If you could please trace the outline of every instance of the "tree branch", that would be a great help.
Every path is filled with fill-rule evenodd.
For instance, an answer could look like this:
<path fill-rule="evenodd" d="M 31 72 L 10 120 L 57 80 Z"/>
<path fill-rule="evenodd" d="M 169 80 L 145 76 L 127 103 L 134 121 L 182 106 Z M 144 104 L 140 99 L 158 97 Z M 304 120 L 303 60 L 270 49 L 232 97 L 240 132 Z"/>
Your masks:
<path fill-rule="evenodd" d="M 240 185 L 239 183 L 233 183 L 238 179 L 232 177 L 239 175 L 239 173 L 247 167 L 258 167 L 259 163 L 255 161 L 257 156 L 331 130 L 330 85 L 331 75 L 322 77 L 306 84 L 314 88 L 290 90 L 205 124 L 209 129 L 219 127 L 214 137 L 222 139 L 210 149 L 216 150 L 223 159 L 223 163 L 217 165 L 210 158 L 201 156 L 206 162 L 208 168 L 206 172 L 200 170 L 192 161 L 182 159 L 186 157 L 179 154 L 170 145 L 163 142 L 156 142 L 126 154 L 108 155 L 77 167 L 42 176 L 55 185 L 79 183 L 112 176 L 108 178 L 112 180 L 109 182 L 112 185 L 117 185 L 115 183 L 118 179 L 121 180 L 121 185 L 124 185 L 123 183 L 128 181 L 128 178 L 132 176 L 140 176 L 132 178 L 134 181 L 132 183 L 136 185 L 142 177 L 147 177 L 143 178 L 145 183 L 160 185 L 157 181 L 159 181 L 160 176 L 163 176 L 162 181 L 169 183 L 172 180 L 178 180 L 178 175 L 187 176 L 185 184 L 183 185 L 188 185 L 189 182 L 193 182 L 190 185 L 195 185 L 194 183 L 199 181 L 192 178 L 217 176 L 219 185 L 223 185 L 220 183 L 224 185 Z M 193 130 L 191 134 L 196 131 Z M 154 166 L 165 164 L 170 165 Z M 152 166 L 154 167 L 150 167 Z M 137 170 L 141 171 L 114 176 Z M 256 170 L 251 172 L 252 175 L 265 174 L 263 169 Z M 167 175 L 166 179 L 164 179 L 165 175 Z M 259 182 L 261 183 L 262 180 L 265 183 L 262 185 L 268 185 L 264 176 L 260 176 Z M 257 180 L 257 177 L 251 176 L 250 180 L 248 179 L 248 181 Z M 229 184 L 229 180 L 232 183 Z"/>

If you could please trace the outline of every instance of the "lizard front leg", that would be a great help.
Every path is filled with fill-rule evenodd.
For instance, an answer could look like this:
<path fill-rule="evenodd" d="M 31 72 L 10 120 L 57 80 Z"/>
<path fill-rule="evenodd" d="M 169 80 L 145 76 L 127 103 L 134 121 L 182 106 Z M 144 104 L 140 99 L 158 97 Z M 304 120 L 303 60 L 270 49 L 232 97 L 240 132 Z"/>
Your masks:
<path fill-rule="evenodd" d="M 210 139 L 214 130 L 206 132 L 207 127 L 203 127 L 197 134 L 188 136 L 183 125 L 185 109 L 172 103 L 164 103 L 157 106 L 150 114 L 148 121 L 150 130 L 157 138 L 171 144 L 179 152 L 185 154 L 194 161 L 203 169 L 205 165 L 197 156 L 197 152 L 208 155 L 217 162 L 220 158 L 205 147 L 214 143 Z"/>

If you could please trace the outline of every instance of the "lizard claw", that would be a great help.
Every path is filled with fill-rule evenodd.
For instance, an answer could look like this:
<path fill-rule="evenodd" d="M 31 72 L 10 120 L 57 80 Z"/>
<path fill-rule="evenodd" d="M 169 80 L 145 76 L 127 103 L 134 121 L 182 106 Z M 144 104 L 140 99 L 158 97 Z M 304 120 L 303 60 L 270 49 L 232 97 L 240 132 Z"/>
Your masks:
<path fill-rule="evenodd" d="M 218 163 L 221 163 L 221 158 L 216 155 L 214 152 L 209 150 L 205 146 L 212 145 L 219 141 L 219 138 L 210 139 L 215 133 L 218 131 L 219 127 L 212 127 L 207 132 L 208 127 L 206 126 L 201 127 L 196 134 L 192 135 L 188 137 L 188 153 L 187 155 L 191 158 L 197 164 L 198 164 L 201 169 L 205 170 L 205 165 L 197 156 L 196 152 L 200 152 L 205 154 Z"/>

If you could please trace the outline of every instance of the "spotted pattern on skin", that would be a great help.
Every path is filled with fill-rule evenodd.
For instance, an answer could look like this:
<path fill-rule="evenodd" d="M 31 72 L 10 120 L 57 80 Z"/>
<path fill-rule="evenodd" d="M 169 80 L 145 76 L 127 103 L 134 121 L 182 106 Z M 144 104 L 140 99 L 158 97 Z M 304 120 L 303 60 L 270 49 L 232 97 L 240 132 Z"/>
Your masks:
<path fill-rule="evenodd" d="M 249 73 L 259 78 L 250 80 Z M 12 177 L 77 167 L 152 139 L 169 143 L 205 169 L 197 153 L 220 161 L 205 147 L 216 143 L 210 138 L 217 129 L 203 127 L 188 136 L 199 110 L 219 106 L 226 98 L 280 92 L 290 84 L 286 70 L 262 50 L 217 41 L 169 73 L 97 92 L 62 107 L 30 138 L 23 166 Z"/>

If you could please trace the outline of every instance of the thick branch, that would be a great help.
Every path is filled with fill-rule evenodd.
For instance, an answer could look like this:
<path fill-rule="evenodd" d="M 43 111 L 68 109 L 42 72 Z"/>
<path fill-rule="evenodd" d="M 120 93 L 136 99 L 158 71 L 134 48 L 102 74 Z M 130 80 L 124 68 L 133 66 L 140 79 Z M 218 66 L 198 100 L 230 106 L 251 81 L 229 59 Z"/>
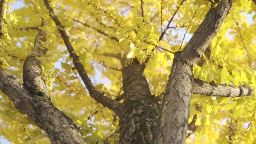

----------------

Requirement ▸ Render all of the material above as a numbered list with one line per item, skipping blank lines. Leave out the picture.

Response ▸
1. If you could please trace the outline of every instance of the "tree branch", that would be a great help.
2. Every path is filled with fill-rule evenodd.
3. For instance, an answer could look like this:
4. <path fill-rule="evenodd" d="M 31 72 L 10 120 L 57 80 Z"/>
5. <path fill-rule="evenodd" d="M 169 80 L 145 76 L 127 103 L 134 121 L 182 106 Z M 144 104 L 140 99 L 158 97 Z M 304 120 L 303 60 L 270 49 L 232 97 L 240 132 Z"/>
6. Your masks:
7. <path fill-rule="evenodd" d="M 240 185 L 239 183 L 233 183 L 238 179 L 232 177 L 239 175 L 239 173 L 247 167 L 258 167 L 259 163 L 255 161 L 257 156 L 331 130 L 330 85 L 331 75 L 322 77 L 306 84 L 314 88 L 290 90 L 205 124 L 209 129 L 219 127 L 214 137 L 222 139 L 210 149 L 216 150 L 223 159 L 223 163 L 217 165 L 210 158 L 201 156 L 206 162 L 208 168 L 206 172 L 200 170 L 192 161 L 182 159 L 186 157 L 179 154 L 170 145 L 163 142 L 156 142 L 126 154 L 108 155 L 77 167 L 42 176 L 55 185 L 79 183 L 112 176 L 108 178 L 112 180 L 109 182 L 112 185 L 117 185 L 115 183 L 118 179 L 121 180 L 121 185 L 124 185 L 123 183 L 128 181 L 128 178 L 132 176 L 140 176 L 132 178 L 134 181 L 132 183 L 136 185 L 142 177 L 147 177 L 143 178 L 145 183 L 160 185 L 157 181 L 159 181 L 160 176 L 163 176 L 162 181 L 169 183 L 172 180 L 178 180 L 178 175 L 187 176 L 185 184 L 183 185 L 188 185 L 189 182 L 193 182 L 190 185 L 195 185 L 194 183 L 199 181 L 192 178 L 217 176 L 219 185 L 223 185 L 220 183 L 224 185 Z M 193 130 L 191 134 L 196 131 Z M 154 166 L 165 164 L 170 165 Z M 152 166 L 154 167 L 150 167 Z M 137 170 L 141 171 L 114 176 Z M 256 170 L 251 172 L 252 175 L 265 174 L 263 169 Z M 167 175 L 166 179 L 164 179 L 165 175 Z M 259 182 L 261 183 L 262 180 L 265 183 L 262 185 L 268 185 L 264 176 L 260 176 Z M 257 180 L 257 177 L 251 176 L 250 180 L 248 179 L 248 181 Z M 229 184 L 229 180 L 232 183 Z"/>
8. If you could please trace the outline of every instance of the "lizard front leg", that would be a great help.
9. Every path is filled with fill-rule evenodd.
10. For instance, an answer could look like this:
11. <path fill-rule="evenodd" d="M 31 72 L 10 120 L 57 80 Z"/>
12. <path fill-rule="evenodd" d="M 169 80 L 145 76 L 127 103 L 134 121 L 182 106 Z M 144 104 L 140 99 L 158 97 Z M 304 120 L 303 60 L 270 49 L 232 97 L 240 132 Z"/>
13. Your masks:
14. <path fill-rule="evenodd" d="M 210 139 L 214 130 L 206 132 L 207 127 L 203 127 L 197 134 L 188 136 L 183 125 L 185 109 L 172 103 L 164 103 L 157 106 L 150 114 L 148 121 L 150 130 L 157 138 L 171 144 L 179 152 L 185 154 L 194 161 L 203 169 L 205 165 L 197 156 L 197 152 L 208 155 L 217 162 L 220 158 L 205 147 L 214 143 Z"/>
15. If you could please trace the outline of every instance of the "lizard claw", that would be a great help.
16. Every path is filled with fill-rule evenodd.
17. For instance, an answer could look like this:
18. <path fill-rule="evenodd" d="M 31 72 L 10 120 L 57 80 Z"/>
19. <path fill-rule="evenodd" d="M 169 80 L 145 76 L 127 103 L 134 121 L 182 106 Z M 144 104 L 140 99 L 158 97 Z M 304 120 L 303 60 L 270 49 L 232 97 L 240 132 Z"/>
20. Your masks:
21. <path fill-rule="evenodd" d="M 218 163 L 221 163 L 221 158 L 216 155 L 214 152 L 209 150 L 205 146 L 212 145 L 219 141 L 219 138 L 210 139 L 215 133 L 218 131 L 219 127 L 212 127 L 207 132 L 208 127 L 206 126 L 201 127 L 196 134 L 192 135 L 188 137 L 188 153 L 187 155 L 191 158 L 197 164 L 198 164 L 201 169 L 205 170 L 205 165 L 197 156 L 196 152 L 200 152 L 205 154 Z"/>
22. If you could please trace the outline of every instance of the "spotted pattern on skin", that would be a great help.
23. Every path is filled with fill-rule evenodd.
24. For instance, an answer could look like this:
25. <path fill-rule="evenodd" d="M 31 72 L 10 120 L 57 80 Z"/>
26. <path fill-rule="evenodd" d="M 169 80 L 145 76 L 127 103 L 134 121 L 182 106 Z M 144 104 L 140 99 L 158 97 Z M 304 120 L 303 60 L 270 49 L 232 97 L 240 132 Z"/>
27. Your masks:
28. <path fill-rule="evenodd" d="M 249 73 L 259 78 L 250 80 Z M 12 177 L 77 167 L 152 139 L 169 143 L 205 169 L 197 153 L 220 161 L 205 147 L 216 143 L 210 138 L 217 129 L 203 127 L 188 136 L 199 110 L 219 106 L 226 98 L 280 92 L 290 84 L 286 70 L 262 50 L 217 41 L 169 73 L 97 92 L 62 107 L 30 138 L 23 166 Z"/>
29. If you could please trace the outline of every instance of the thick branch, that would be a great help.
30. Every path is filled with fill-rule evenodd.
31. For instance, an answer could look like this:
32. <path fill-rule="evenodd" d="M 43 111 L 68 109 L 42 72 Z"/>
33. <path fill-rule="evenodd" d="M 120 93 L 136 99 L 158 71 L 134 48 L 102 74 Z M 130 80 L 124 68 L 133 66 L 140 79 Z M 218 66 L 198 100 L 230 106 L 251 81 L 229 59 Z"/>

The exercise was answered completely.